Records of labeled points
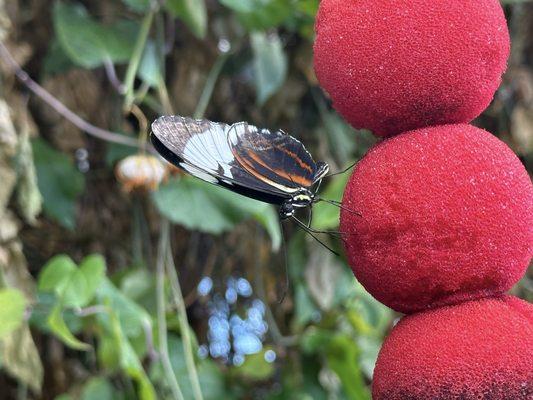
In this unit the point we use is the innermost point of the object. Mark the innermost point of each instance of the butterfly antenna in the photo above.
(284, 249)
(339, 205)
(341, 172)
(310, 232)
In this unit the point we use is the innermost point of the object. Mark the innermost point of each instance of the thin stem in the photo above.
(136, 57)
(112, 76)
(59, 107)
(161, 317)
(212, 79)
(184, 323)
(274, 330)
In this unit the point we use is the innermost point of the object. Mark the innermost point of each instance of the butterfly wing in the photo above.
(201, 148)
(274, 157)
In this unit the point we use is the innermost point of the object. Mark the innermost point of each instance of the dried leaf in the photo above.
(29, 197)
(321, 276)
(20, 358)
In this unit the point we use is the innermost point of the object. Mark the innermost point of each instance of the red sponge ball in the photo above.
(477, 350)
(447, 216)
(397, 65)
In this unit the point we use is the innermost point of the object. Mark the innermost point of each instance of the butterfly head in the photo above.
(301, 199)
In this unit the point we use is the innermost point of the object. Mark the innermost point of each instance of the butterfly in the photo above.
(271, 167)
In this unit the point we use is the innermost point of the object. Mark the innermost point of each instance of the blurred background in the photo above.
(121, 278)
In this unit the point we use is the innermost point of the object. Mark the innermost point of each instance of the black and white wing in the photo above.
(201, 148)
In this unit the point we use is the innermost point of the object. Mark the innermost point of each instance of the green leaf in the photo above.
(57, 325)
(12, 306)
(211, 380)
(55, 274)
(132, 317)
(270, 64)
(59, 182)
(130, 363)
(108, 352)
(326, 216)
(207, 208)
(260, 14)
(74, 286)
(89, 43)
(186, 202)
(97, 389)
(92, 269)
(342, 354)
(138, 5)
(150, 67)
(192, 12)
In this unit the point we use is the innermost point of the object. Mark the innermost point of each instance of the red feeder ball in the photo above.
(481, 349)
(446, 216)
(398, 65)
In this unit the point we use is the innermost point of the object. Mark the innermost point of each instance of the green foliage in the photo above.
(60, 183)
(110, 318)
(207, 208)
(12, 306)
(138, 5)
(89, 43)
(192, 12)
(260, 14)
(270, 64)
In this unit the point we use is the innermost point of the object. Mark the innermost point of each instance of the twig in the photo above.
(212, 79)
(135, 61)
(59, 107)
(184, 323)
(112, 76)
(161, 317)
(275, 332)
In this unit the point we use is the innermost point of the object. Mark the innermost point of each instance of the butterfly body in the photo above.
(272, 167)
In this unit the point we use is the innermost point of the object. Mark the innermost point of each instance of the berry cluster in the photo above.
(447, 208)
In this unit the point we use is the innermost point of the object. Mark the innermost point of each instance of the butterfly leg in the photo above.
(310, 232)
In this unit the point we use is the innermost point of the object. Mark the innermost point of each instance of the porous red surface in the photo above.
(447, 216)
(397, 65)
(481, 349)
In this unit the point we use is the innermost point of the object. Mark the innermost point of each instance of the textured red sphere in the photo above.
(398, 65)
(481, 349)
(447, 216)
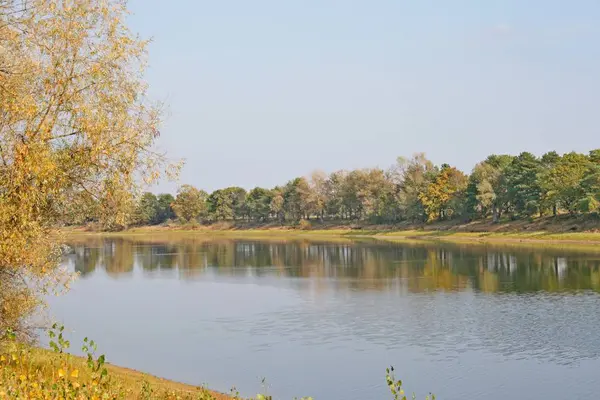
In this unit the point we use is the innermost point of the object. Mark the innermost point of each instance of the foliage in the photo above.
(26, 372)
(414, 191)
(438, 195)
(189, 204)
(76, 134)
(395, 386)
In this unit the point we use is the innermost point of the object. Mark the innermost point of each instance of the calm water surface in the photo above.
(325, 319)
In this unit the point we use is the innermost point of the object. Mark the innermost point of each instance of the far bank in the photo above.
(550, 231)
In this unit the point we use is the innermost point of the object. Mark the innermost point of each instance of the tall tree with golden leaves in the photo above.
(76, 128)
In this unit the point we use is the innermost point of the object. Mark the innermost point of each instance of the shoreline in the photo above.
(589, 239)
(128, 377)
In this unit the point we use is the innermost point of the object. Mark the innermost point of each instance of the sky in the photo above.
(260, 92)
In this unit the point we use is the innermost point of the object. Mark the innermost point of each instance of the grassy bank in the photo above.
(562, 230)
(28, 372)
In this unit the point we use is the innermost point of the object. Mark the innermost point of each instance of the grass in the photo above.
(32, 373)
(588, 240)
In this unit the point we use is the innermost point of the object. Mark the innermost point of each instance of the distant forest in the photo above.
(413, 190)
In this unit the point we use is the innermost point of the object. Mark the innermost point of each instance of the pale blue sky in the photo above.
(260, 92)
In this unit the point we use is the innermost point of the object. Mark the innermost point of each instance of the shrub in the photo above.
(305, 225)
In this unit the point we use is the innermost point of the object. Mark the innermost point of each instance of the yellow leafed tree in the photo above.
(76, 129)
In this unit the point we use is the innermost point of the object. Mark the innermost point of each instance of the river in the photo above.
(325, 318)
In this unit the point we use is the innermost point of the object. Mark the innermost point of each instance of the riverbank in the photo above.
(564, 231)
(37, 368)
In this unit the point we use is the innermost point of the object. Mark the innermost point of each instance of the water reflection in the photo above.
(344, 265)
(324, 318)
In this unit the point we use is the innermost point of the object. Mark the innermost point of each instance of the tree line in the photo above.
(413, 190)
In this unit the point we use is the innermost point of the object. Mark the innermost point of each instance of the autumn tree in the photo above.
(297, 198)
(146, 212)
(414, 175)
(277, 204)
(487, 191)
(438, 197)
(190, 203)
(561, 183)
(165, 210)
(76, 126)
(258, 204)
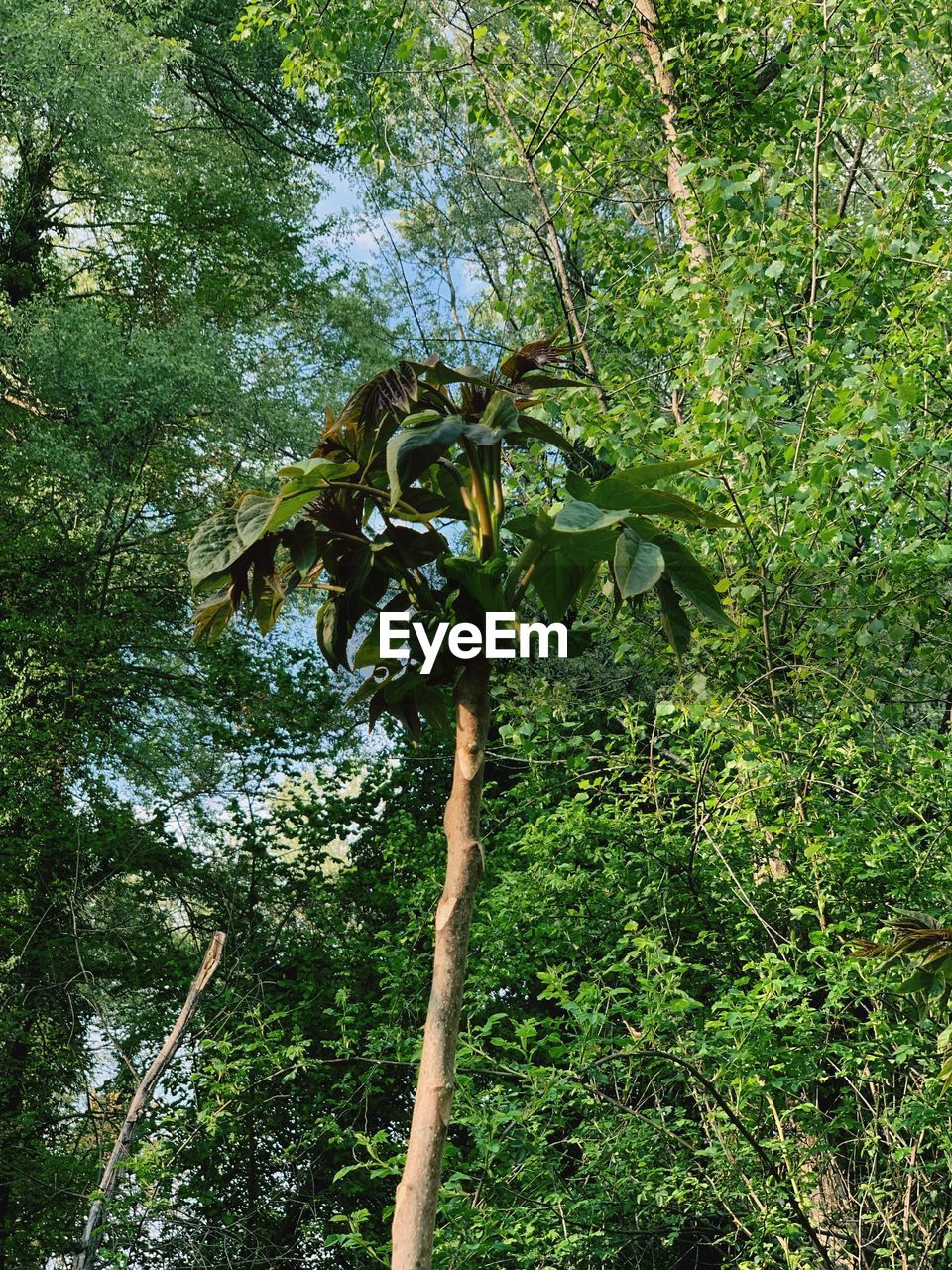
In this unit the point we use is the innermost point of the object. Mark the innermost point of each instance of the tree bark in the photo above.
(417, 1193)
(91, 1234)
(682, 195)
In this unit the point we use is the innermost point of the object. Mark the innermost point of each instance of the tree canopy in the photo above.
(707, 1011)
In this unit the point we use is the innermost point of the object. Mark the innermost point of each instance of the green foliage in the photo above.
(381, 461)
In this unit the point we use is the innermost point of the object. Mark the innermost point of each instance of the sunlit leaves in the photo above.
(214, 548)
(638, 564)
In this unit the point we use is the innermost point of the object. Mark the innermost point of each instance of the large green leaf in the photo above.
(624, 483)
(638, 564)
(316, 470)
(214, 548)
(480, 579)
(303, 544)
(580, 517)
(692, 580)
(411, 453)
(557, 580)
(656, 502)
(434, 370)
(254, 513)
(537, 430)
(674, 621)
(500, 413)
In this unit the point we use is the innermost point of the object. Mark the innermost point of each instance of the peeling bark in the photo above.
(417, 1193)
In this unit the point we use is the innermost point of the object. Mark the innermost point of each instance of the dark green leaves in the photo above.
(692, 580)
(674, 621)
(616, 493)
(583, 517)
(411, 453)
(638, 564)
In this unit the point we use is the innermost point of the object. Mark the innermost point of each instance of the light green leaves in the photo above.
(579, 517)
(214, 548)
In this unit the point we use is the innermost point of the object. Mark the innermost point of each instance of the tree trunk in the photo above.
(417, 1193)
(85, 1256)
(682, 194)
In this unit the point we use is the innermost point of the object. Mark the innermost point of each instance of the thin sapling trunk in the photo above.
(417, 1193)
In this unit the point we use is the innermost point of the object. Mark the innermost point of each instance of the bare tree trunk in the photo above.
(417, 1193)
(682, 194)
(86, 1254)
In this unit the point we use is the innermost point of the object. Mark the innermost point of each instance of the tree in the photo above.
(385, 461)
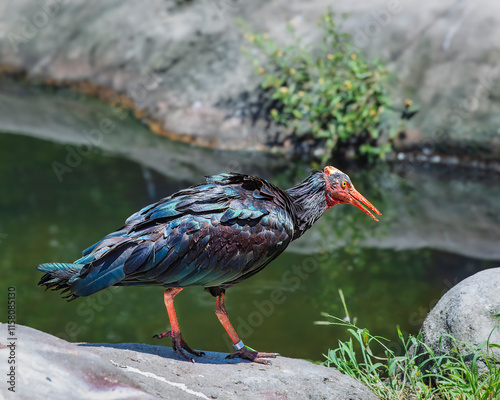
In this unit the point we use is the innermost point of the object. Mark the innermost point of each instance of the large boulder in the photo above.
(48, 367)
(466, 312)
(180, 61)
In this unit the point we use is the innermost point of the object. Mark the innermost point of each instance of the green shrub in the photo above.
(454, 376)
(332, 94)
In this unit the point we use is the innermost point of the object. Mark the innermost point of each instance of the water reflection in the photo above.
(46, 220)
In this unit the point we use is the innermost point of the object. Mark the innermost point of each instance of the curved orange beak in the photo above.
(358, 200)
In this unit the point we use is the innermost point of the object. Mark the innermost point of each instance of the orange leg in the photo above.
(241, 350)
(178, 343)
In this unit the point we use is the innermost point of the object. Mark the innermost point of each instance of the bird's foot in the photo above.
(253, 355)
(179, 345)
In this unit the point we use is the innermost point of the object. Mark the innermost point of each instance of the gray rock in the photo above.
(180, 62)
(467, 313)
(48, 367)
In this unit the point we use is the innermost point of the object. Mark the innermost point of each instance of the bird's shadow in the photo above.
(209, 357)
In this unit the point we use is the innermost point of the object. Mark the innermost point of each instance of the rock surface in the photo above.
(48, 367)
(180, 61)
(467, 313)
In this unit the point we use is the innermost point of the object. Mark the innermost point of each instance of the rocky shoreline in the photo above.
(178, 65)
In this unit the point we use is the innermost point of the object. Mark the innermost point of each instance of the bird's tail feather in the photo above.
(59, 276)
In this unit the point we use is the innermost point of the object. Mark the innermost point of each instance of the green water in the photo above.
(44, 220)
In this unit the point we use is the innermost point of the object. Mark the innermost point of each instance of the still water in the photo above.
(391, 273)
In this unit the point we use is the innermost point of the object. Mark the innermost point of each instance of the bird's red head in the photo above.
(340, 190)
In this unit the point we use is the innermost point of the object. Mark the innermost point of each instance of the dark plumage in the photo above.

• [The request]: Write out only what runs from the line holding "feather in the photo above." through the last line of the records, exactly as shown.

• [Correct output]:
In this unit the point we use is the innermost point of the object. Mark the innermost point of each instance of the bird's tail feather in the photo above.
(59, 276)
In this unit the point we use is the innermost point of the object. Mark the innermost point of each instance of the green water in the photo above.
(44, 220)
In this unit the point we use is the innermost point of the object. Mark the innermost point of each instance of the still water in the photo above.
(391, 273)
In this unit the point we use is the innermost point of the object. Mark the innermost point of each instance of the bird's red head in the photo above.
(340, 190)
In this unit the point we use is the innermost point of the object. Mark the innermost point of each instance of the dark plumage in the photo above.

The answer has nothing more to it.